= ИСХОДНЫЙ ТЕКСТ =
————————
В каком состоянии ваш процесс, касающийся лицензии на образовательную деятельность?
В начале января состоялось предварительное заседание, основное слушание назначено на 8 февраля — надеемся на настоящее, состязательное правосудие.
Есть варианты отхода? Предположим, здание отберут, что будете делать?
Регулярно читаю исследования по консалтингу для деловых людей. Во многих из них говорится, что наличие плана «Б» демотивирует реализацию плана «А». Так что будем разбираться с неприятностями по мере их поступления, а пока будем биться за то, что есть.
————————
= ЗАДАНИЯ =
(1) Перепишите отрезок интервью от слов «Есть варианты отхода?» до слов «то, что есть.» включительно, заменив «консалтингу» на «менеджменту».
(2) Перескажите интервью в двух предложениях.
(3) Определите, согласуются ли с интервью утверждения (а), (б) и (в). На каждое ответьте «да» или «нет» и приведите решающие слова интервью.
(а) Предварительное заседание прошло в начале января.
(б) Основное слушание назначено на 8 марта.
(в) Отвечающий регулярно читает исследования по консалтингу.

Сохранённые записи данных:
————————
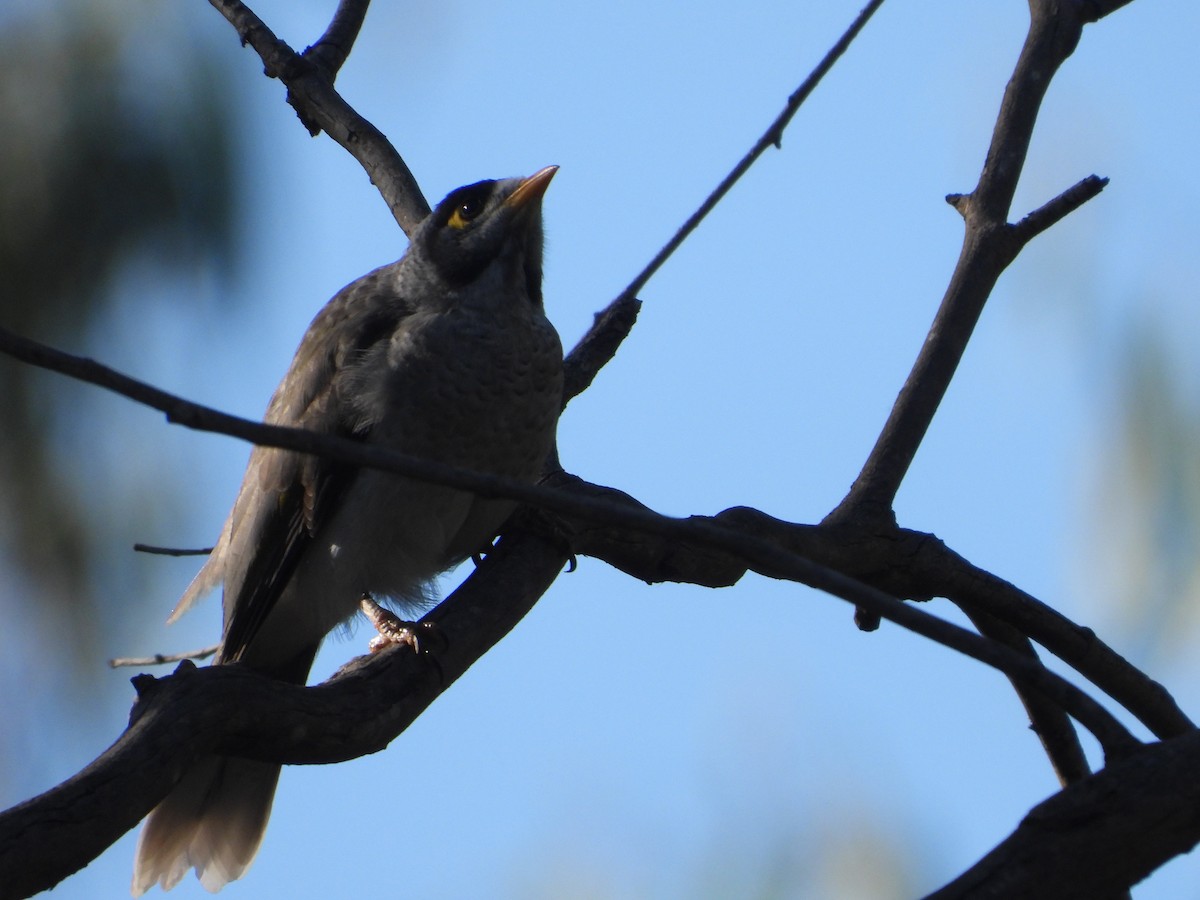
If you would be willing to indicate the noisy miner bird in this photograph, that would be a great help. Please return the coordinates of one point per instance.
(445, 354)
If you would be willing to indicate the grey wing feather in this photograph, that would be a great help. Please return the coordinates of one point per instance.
(286, 497)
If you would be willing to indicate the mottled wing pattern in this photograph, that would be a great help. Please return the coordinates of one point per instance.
(286, 496)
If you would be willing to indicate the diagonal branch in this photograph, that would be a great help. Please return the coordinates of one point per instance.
(319, 106)
(762, 556)
(989, 245)
(334, 47)
(234, 711)
(613, 323)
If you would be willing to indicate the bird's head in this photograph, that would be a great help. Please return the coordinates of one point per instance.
(490, 231)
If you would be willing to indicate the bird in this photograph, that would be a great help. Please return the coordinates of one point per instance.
(445, 354)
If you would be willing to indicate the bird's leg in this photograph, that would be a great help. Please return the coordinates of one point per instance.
(390, 627)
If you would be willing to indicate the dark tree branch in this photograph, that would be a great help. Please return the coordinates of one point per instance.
(762, 556)
(319, 106)
(234, 711)
(334, 47)
(162, 659)
(613, 323)
(1099, 837)
(172, 551)
(900, 562)
(1048, 720)
(989, 246)
(1057, 209)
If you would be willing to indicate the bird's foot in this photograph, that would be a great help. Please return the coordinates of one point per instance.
(390, 627)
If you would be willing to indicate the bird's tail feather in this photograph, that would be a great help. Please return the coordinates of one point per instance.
(213, 821)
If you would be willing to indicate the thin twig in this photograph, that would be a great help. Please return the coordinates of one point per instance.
(989, 246)
(761, 556)
(172, 551)
(161, 659)
(321, 106)
(615, 322)
(333, 48)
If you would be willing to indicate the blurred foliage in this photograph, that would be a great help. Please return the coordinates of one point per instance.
(117, 147)
(1146, 515)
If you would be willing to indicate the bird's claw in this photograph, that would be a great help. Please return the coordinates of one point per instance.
(391, 628)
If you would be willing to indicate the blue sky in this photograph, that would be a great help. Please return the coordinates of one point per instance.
(636, 742)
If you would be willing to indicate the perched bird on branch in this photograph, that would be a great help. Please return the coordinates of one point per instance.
(445, 354)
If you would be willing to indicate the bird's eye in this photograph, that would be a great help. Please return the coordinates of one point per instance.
(466, 211)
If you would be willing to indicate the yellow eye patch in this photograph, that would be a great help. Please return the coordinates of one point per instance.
(465, 214)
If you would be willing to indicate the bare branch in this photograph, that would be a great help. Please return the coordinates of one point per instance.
(161, 659)
(988, 249)
(334, 47)
(1057, 209)
(172, 551)
(234, 711)
(613, 323)
(312, 94)
(1098, 838)
(898, 561)
(761, 556)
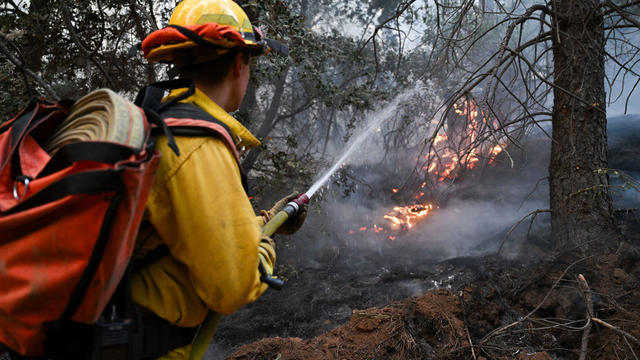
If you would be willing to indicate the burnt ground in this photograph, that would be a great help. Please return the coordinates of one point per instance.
(397, 300)
(435, 310)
————————
= ОТВЕТЫ К ЗАДАНИЯМ =
(1)
Есть варианты отхода? Предположим, здание отберут, что будете делать?
Регулярно читаю исследования по менеджменту для деловых людей. Во многих из них говорится, что наличие плана «Б» демотивирует реализацию плана «А». Так что будем разбираться с неприятностями по мере их поступления, а пока будем биться за то, что есть.

(2) После предварительного заседания в начале января основное слушание по процессу о лицензии на образовательную деятельность назначено на 8 февраля. На вопрос о вариантах отхода звучит ответ, что наличие плана «Б» демотивирует реализацию плана «А», поэтому с неприятностями будут разбираться по мере их поступления, а пока будут биться за то, что есть.

(3)
(а) Да: «В начале января состоялось предварительное заседание».
(б) Нет: «основное слушание назначено на 8 февраля».
(в) Да: «Регулярно читаю исследования по консалтингу для деловых людей».